§ **SHORT PROBLEM**
Quote every line of the material below word for word, with no changes.

** BEGIN RECORD EXTRACTS **

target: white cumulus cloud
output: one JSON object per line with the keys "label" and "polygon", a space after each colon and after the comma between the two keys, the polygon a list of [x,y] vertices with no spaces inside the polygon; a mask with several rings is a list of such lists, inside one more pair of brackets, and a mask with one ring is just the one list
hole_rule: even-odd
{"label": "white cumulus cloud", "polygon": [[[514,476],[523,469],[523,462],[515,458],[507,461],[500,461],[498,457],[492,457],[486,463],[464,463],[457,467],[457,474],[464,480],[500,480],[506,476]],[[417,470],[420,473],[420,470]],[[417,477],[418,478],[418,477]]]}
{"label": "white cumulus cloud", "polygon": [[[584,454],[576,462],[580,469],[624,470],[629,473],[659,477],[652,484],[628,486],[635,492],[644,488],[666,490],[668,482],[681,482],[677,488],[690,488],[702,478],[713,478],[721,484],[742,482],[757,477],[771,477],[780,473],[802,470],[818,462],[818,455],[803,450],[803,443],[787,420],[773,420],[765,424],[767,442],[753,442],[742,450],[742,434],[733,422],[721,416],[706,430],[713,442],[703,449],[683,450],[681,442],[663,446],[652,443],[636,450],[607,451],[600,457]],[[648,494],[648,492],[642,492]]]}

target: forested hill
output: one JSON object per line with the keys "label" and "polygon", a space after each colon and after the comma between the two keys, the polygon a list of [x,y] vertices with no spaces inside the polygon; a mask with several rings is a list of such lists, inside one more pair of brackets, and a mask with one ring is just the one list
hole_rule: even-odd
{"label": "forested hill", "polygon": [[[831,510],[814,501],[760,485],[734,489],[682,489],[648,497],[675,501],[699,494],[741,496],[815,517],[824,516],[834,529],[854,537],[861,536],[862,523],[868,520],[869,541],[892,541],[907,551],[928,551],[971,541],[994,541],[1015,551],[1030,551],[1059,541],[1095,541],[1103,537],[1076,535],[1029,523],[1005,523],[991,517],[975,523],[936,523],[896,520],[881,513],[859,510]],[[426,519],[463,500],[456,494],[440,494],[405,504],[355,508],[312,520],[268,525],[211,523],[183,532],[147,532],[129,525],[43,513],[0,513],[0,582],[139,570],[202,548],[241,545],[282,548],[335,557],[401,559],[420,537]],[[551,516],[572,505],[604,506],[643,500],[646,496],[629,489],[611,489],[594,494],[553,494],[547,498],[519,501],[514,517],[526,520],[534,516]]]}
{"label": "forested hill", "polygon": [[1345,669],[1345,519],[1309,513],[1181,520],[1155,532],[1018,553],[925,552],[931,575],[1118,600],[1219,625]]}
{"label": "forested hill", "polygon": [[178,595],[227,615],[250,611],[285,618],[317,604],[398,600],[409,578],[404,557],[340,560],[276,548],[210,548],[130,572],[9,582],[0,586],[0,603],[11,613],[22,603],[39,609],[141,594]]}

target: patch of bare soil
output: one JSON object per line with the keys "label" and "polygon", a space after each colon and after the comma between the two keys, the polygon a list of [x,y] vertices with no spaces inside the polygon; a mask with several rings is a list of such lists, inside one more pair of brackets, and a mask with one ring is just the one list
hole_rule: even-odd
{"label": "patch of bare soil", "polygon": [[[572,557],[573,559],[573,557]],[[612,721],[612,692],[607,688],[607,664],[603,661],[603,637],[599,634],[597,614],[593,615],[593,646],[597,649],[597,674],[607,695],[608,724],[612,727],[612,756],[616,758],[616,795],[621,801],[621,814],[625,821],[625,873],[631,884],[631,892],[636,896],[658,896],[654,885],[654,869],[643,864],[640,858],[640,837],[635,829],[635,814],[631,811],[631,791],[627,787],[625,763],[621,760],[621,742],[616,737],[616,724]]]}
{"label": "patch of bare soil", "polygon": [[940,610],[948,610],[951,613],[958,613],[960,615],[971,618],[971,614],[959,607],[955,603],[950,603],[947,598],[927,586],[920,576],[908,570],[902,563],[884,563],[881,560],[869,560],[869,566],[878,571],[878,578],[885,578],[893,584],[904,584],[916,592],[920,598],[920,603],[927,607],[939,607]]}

** END RECORD EXTRACTS **

§ **EXERCISE RESULT**
target: white cumulus cloud
output: one JSON object per line with the keys "label" and "polygon", a space after each colon and after the comma between the two keys, the polygon a list of [x,y] vertices with no spaces inside the polygon; a mask with several rings is a list of such lists, inside one more pair of brackets, and a mask with one ring is just the one list
hole_rule: even-odd
{"label": "white cumulus cloud", "polygon": [[[514,476],[523,469],[523,462],[515,458],[507,461],[500,461],[498,457],[492,457],[486,463],[464,463],[457,467],[457,474],[464,480],[500,480],[506,476]],[[417,470],[420,473],[420,470]],[[417,477],[418,478],[418,477]]]}
{"label": "white cumulus cloud", "polygon": [[[584,454],[576,462],[580,469],[624,470],[629,473],[659,477],[652,484],[628,486],[635,492],[644,488],[666,490],[668,482],[681,482],[677,488],[690,488],[702,478],[713,478],[721,484],[742,482],[757,477],[771,477],[780,473],[802,470],[818,462],[818,455],[803,450],[803,443],[787,420],[773,420],[765,424],[767,442],[753,442],[742,450],[742,434],[733,422],[721,416],[706,430],[713,442],[703,449],[683,450],[681,442],[663,446],[652,443],[636,450],[607,451],[600,457]],[[648,494],[648,492],[642,492]]]}

target: forested hill
output: one JSON object per line with the keys "label" and "polygon", a space after each colon and after the comma between the two keys, the polygon a list of [x,y] vertices with no spaces inside the polygon; a mask with several rings is a list of such lists, inside one more pair of brackets, and a mask with one ring is just the one list
hole_rule: even-odd
{"label": "forested hill", "polygon": [[[831,510],[814,501],[760,485],[734,489],[682,489],[648,497],[675,501],[699,494],[741,496],[815,517],[824,516],[834,529],[854,537],[861,536],[862,523],[868,520],[869,541],[892,541],[907,551],[928,551],[971,541],[994,541],[1015,551],[1030,551],[1059,541],[1095,541],[1103,537],[1076,535],[1029,523],[1005,523],[991,517],[975,523],[936,523],[896,520],[881,513],[859,510]],[[426,519],[463,500],[456,494],[440,494],[405,504],[355,508],[312,520],[268,525],[211,523],[183,532],[147,532],[129,525],[43,513],[0,513],[0,582],[139,570],[202,548],[241,545],[282,548],[335,557],[401,559],[420,537]],[[551,516],[572,505],[604,506],[643,500],[646,496],[629,489],[611,489],[594,494],[553,494],[547,498],[519,501],[514,517],[526,520],[534,516]]]}
{"label": "forested hill", "polygon": [[1345,669],[1345,519],[1309,513],[1181,520],[1155,532],[1018,553],[925,552],[931,575],[1118,600],[1219,625]]}
{"label": "forested hill", "polygon": [[178,595],[227,615],[250,611],[285,618],[317,604],[398,600],[409,578],[404,557],[340,560],[276,548],[210,548],[130,572],[9,582],[0,586],[0,603],[11,613],[22,603],[39,609],[141,594]]}

target: patch of bare soil
output: one JSON object per line with the keys "label" and "polygon", a space after each colon and after the comma between the two keys, the polygon a list of [x,y] vertices with no spaces inside the polygon; a mask with several rings is a list of such lists, inside one more pair of brackets, and a mask with one ring is just the one list
hole_rule: even-odd
{"label": "patch of bare soil", "polygon": [[[572,557],[573,559],[573,557]],[[612,721],[612,692],[607,688],[607,664],[603,661],[603,637],[599,634],[597,614],[593,615],[593,646],[597,649],[597,674],[607,695],[608,724],[612,727],[612,756],[616,758],[616,795],[621,801],[621,814],[625,821],[625,873],[631,884],[631,892],[636,896],[658,896],[654,885],[654,869],[643,864],[640,858],[640,837],[635,829],[635,814],[631,811],[631,791],[627,787],[625,763],[621,760],[621,742],[616,737],[616,724]]]}
{"label": "patch of bare soil", "polygon": [[940,610],[948,610],[951,613],[958,613],[960,615],[971,618],[971,614],[959,607],[955,603],[950,603],[947,598],[927,586],[920,576],[908,570],[902,563],[884,563],[881,560],[869,560],[869,566],[878,571],[878,578],[885,578],[893,584],[904,584],[916,592],[920,598],[920,603],[927,607],[939,607]]}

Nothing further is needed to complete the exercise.